● Job:
Lay out everything in the records from the line containing "Task: confirm every instance of the white ceiling" down to the line containing "[[360, 101]]" as a JSON list of strings, one string per line. Include both end lines and leave out blank lines.

Extracted records:
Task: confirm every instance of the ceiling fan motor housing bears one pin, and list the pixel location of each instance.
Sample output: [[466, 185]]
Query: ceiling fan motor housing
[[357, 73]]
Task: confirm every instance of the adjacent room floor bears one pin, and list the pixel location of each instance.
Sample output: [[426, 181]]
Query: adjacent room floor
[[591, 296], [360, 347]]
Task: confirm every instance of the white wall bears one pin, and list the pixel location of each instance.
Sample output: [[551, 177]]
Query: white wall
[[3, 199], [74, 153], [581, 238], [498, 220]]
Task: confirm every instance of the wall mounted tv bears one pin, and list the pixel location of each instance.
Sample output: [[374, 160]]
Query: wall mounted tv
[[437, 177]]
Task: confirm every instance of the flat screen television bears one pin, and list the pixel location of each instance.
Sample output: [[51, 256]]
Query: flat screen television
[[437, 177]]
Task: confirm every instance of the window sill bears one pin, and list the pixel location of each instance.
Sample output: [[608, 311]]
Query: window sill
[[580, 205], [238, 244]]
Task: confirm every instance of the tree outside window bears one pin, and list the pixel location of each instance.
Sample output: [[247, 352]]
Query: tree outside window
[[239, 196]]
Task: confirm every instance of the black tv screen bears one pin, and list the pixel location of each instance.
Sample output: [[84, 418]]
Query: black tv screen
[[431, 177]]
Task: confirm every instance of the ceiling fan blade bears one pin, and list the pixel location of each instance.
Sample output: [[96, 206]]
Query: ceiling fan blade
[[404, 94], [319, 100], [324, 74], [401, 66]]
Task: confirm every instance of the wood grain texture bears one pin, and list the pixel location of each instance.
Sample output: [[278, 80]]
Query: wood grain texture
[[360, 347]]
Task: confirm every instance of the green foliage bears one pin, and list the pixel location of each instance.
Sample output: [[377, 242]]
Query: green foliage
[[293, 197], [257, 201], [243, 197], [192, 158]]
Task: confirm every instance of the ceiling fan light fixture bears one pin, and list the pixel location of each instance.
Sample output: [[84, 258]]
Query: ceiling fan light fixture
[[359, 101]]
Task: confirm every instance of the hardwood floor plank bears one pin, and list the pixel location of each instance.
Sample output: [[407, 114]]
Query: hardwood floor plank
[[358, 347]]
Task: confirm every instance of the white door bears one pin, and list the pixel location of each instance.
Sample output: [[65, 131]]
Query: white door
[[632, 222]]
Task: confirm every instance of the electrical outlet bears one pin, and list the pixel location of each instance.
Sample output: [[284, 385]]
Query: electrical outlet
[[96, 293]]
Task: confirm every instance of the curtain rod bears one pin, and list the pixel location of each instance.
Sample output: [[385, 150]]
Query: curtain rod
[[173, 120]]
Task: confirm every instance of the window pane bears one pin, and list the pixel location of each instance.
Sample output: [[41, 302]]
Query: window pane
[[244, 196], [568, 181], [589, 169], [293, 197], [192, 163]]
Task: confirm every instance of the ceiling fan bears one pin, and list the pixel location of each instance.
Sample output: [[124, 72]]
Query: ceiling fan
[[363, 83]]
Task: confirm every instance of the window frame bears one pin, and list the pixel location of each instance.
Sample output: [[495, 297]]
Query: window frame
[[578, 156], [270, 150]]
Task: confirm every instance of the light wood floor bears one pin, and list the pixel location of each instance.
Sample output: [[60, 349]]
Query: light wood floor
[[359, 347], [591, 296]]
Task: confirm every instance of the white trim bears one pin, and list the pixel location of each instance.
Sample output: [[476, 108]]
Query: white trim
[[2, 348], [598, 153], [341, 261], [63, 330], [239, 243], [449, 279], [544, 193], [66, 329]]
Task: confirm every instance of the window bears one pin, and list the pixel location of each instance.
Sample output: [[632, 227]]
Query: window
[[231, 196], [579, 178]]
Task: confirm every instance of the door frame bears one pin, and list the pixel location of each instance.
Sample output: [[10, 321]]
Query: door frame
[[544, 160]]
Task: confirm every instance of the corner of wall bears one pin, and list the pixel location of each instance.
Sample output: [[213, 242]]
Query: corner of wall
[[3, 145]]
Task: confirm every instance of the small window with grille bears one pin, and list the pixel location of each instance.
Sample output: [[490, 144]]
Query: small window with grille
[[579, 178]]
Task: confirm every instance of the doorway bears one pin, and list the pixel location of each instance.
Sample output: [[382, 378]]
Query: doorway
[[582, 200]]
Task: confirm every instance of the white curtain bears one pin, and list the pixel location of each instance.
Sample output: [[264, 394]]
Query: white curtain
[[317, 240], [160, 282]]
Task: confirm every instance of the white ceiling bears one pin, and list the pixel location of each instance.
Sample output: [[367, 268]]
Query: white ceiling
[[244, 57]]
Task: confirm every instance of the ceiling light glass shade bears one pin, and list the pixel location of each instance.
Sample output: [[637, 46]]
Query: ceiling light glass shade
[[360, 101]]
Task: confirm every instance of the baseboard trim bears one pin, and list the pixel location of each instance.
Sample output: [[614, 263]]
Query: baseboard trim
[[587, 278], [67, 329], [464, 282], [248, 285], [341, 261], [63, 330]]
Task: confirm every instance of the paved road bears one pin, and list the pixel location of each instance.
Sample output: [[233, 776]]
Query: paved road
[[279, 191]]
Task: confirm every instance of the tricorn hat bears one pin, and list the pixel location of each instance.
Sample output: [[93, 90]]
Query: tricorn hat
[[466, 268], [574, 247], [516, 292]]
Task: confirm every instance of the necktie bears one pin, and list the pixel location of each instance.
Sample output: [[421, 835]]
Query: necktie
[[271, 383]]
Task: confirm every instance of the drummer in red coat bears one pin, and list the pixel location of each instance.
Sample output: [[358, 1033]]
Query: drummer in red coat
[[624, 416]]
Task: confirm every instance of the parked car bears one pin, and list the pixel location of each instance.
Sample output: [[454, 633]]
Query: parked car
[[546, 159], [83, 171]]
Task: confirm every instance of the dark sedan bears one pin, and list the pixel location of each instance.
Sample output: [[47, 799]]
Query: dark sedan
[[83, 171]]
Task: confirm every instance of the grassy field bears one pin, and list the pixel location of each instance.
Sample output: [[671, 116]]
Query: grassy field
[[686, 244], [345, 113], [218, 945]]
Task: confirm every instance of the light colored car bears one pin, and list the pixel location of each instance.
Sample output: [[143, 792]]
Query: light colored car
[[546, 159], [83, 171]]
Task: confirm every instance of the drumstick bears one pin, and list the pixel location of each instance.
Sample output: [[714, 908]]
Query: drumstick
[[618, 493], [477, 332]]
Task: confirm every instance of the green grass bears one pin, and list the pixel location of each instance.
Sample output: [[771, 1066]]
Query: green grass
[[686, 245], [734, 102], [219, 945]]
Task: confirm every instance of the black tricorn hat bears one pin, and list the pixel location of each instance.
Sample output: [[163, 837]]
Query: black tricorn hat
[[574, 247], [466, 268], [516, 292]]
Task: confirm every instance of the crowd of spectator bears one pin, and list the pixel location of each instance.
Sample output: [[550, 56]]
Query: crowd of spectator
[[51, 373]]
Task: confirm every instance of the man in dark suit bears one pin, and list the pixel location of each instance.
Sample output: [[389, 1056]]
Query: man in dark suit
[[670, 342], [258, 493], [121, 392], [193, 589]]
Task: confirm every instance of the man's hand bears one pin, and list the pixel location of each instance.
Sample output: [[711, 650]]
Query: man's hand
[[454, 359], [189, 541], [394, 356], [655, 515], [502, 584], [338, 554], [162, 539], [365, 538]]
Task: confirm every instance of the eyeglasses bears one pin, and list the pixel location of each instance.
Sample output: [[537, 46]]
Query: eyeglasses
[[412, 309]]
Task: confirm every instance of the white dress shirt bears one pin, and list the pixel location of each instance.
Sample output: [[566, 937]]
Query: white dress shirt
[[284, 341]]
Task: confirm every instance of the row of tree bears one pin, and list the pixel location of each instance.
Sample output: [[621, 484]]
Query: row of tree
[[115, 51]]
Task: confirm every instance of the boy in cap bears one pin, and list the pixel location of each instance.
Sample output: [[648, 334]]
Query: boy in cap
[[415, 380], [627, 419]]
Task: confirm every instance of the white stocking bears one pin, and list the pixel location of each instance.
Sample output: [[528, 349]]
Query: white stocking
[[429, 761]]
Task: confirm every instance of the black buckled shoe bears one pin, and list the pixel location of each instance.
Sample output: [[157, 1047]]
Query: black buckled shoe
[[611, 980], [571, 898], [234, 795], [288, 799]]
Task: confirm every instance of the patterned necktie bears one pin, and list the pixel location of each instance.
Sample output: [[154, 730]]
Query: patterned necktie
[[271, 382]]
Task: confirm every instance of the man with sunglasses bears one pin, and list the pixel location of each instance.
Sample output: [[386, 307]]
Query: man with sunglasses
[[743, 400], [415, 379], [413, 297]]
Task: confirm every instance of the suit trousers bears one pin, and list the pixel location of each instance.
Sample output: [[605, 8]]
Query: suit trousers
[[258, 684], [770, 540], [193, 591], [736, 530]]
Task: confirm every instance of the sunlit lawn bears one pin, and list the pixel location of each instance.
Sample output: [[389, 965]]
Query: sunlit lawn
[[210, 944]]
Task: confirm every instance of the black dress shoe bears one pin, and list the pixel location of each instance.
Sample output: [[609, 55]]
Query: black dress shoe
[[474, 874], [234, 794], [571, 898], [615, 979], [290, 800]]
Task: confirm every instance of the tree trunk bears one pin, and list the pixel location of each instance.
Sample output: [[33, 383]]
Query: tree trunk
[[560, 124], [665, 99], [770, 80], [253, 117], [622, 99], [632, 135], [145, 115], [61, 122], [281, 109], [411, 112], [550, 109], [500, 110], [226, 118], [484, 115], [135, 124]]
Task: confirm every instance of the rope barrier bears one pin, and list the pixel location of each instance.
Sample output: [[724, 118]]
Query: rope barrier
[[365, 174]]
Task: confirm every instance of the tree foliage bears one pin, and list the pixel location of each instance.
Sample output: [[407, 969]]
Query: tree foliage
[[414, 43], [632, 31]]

● Reply to the exercise:
[
  "Task: confirm every instance of the white ceiling bears one pin, and list the pixel location of each instance.",
  "Sample output: [[367, 268]]",
  "Query: white ceiling",
  "[[244, 57]]",
  "Task: confirm every instance of the ceiling light glass shade bears one pin, and list the pixel location of each instance.",
  "Sample output: [[637, 46]]",
  "Query: ceiling light glass shade",
  "[[360, 101]]"
]